Data supplied:
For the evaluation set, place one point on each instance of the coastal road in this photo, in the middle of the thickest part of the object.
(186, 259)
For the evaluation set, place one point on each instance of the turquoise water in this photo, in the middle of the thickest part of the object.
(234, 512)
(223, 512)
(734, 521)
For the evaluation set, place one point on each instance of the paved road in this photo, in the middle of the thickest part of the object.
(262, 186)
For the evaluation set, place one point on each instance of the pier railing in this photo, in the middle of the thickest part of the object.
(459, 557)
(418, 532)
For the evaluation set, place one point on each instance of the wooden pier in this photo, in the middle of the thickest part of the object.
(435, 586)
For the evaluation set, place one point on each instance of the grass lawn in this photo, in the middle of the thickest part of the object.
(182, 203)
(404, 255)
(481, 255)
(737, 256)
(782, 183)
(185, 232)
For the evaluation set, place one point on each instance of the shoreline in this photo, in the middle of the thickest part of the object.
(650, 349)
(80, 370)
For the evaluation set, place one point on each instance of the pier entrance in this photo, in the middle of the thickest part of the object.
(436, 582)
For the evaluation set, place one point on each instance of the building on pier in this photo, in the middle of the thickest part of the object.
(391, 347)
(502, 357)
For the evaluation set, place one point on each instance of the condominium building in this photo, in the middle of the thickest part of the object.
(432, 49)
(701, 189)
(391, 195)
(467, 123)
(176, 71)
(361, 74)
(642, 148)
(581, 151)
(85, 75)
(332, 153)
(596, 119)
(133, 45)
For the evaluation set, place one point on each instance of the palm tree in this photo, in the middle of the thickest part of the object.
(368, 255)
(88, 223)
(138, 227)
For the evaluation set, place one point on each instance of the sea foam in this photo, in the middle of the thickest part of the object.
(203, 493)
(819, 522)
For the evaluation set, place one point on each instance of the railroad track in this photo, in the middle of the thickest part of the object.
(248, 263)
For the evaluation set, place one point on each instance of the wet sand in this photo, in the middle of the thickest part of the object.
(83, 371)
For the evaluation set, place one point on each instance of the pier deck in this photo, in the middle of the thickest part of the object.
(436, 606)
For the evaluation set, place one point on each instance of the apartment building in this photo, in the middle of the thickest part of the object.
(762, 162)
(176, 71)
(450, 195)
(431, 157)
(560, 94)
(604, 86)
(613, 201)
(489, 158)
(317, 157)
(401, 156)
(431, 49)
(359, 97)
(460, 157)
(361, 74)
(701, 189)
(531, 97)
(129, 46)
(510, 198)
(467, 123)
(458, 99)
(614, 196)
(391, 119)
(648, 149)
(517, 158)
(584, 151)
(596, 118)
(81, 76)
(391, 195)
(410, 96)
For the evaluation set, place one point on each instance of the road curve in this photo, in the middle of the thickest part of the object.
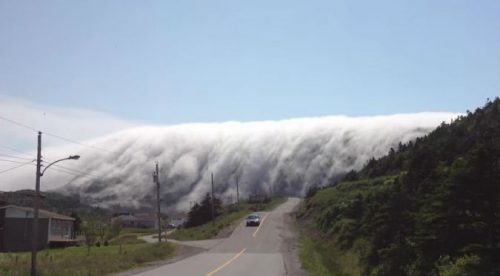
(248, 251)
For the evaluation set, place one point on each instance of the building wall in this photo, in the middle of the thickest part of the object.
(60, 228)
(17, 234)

...

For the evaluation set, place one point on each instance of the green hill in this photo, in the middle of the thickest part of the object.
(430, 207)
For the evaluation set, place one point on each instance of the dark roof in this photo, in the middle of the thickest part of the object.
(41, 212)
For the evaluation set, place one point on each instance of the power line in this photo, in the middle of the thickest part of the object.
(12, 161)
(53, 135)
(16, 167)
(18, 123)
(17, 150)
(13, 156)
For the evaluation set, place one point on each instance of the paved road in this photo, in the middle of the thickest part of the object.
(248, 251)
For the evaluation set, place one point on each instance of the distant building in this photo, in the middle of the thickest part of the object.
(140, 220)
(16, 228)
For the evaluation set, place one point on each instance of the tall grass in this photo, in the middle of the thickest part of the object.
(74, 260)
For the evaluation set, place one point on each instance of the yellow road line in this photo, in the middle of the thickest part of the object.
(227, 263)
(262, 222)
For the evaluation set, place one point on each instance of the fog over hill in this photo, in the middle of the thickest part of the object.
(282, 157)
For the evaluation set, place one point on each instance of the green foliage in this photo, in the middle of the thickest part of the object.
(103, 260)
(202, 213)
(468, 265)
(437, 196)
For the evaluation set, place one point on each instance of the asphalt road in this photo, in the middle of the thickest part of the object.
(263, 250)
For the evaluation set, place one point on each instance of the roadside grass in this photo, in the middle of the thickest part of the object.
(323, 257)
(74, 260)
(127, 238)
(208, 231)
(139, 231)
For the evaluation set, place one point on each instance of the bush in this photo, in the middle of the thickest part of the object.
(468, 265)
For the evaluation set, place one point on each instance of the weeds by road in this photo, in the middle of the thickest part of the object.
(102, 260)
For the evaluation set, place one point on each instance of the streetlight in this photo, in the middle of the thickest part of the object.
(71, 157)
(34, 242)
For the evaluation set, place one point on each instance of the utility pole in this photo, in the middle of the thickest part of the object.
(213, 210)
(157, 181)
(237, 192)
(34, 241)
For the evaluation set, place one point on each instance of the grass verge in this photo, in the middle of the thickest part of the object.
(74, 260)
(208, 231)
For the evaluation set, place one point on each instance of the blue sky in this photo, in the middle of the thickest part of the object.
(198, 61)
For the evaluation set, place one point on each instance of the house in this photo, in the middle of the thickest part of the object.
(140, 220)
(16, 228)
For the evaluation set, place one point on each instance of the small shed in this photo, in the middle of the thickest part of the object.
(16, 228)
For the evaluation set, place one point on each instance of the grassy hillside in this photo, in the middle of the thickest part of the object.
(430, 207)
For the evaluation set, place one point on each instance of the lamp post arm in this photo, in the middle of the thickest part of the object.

* * *

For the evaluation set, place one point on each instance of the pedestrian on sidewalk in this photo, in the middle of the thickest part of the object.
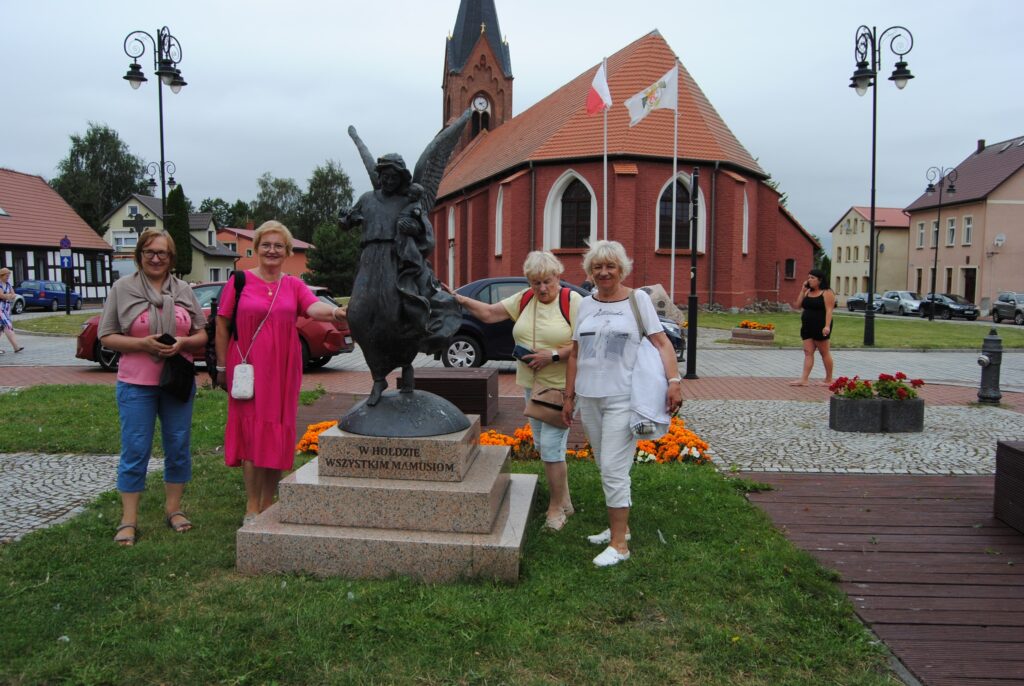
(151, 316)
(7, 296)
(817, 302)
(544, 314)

To be done: Reproduce the lines starting with the line containing "of the small" and going on through the line containing "of the lamp", replacing "grassy hillside" with "green slope" and leaving everything else unchanged.

Problem solution:
For the evaluation set, place one point on each instance of the small shed in this photo, in the middle of the thickest part of the object.
(16, 228)
For the evaluation set, place one point on each instance of the green slope in this photo, in the middle of the thickest part of the object.
(430, 207)
For the evaluation set, place one point on each instance of the lamp post arm in this photo, in the middle of the thickest part of the object.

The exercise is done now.